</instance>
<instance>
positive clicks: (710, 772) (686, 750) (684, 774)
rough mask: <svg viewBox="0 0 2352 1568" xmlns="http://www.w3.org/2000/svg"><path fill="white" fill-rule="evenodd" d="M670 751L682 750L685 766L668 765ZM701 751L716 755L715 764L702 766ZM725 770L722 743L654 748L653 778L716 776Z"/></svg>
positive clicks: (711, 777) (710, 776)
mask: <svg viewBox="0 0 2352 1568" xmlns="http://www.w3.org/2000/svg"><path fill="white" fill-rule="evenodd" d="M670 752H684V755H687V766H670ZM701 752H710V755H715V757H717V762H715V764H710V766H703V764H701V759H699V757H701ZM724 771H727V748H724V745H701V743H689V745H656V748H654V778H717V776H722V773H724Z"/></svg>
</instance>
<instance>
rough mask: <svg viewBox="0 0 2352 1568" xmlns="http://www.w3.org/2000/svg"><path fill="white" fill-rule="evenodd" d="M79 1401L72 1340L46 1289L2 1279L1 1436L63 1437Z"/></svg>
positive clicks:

*Exercise aim*. Reproduce every row above verbatim, line for line, leaving nothing out.

*Task result*.
</instance>
<instance>
positive clicks: (710, 772) (686, 750) (684, 774)
rough mask: <svg viewBox="0 0 2352 1568" xmlns="http://www.w3.org/2000/svg"><path fill="white" fill-rule="evenodd" d="M670 751L682 750L685 766L668 765ZM701 751L716 755L715 764L702 766ZM725 770L722 743L654 748L653 778L716 776Z"/></svg>
positive clicks: (711, 777) (710, 776)
mask: <svg viewBox="0 0 2352 1568" xmlns="http://www.w3.org/2000/svg"><path fill="white" fill-rule="evenodd" d="M670 752H684V755H687V766H670ZM701 752H710V755H715V757H717V762H715V764H710V766H703V764H701V759H699V757H701ZM724 771H727V748H724V745H701V743H689V745H656V748H654V778H717V776H722V773H724Z"/></svg>
</instance>
<instance>
rough mask: <svg viewBox="0 0 2352 1568" xmlns="http://www.w3.org/2000/svg"><path fill="white" fill-rule="evenodd" d="M79 1401L72 1340L46 1289L2 1279L1 1436L63 1437Z"/></svg>
positive clicks:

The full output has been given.